CONSIGNE 1: Retranscrivez le compte rendu de l'ouvrage sur la crise économique depuis « 15 mai 2024 » jusqu'à « 2010, 220 pages. » inclus.
CONSIGNE 2:
Répondez aux questions suivantes à partir du compte rendu de l'ouvrage sur la crise économique :
(a) Combien de pages compte l'ouvrage ?
(b) Dans quelle publication le compte rendu a-t-il paru ?
(c) Pendant combien de temps, selon John Lanchester, mettre des mots sur les faits reste-t-il un exercice salutaire ?
CONSIGNE 3: Poursuivez le compte rendu de l'ouvrage de John Lanchester sur la crise économique à la suite de sa dernière phrase.

EXTRAIT DE PAGE:
15 mai 2024
crise économique

Quand la fiction rattrape la réalité

À propos de l’ouvrage WHOOPS ! Why everyone owes everyone and no one can pay, (titre de l’éd. américaine : IOU !), de John Lanchester, Éditions Allen Lane / Penguin Books, 2010, 220 pages.

Compte-rendu paru dans L’Agefi, supplément mensuel INDICES, 

Le besoin de comprendre ce qui est arrivé à travers cette crise systémique où bien des choses nous échappent qui touchent pourtant à nos existences, paraît incontournable à John Lanchester. Mettre des mots sur des faits, les nommer pour les affronter et en accepter la réalité, est un exercice salutaire, estime-t-il… pour au moins une bonne décennie !

ENTRÉES FOURNIES:
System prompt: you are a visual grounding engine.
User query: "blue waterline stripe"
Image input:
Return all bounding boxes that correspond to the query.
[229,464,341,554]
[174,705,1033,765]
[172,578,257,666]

ZONE DE RÉPONSE 1:
15 mai 2024
crise économique

Quand la fiction rattrape la réalité

À propos de l’ouvrage WHOOPS ! Why everyone owes everyone and no one can pay, (titre de l’éd. américaine : IOU !), de John Lanchester, Éditions Allen Lane / Penguin Books, 2010, 220 pages.

ZONE DE RÉPONSE 2:
(a) 220 pages.
(b) Dans L'Agefi, supplément mensuel INDICES.
(c) Pendant au moins une bonne décennie.

ZONE DE RÉPONSE 3:
Ce n’est certainement pas le dernier ouvrage à offrir un diagnostic pour comprendre comment on a pu en arriver là, tant il est vrai que les mécanismes qui ont produit la crise sont loin d’avoir été tous mis au jour. Emballement incontrôlé d’un système devenu fou ? Erreurs d’appréciation des acteurs économiques et financiers ? Sentiment de protection dont les dits se seraient sentis munis ? Inconscience ? Cynisme ? Conjonction de tous ces éléments entre autres encore ?…

D’autres analyses et témoignages suivront pour mieux appréhender : Pourquoi ? Comment ? Et : Combien ?… car, montre Lanchester, les montants astronomiques ne cessent d’enfler.

Qu’apporte ce livre de singulier ? Une bonne connaissance du secteur bancaire de la part de l’auteur et une culture profonde, le tout allié à un style littéraire assuré et un humour décoiffant. Fils d’un banquier « old fashion » en Asie où il a vécu jeune, John Lanchester est romancier. Un auteur de fiction qui, de son propre aveu, n’aurait jamais osé présenter à un éditeur une histoire aussi extravagante. La réalité dépasse souvent la fiction qu’ici l’auteur s’attache à rattraper.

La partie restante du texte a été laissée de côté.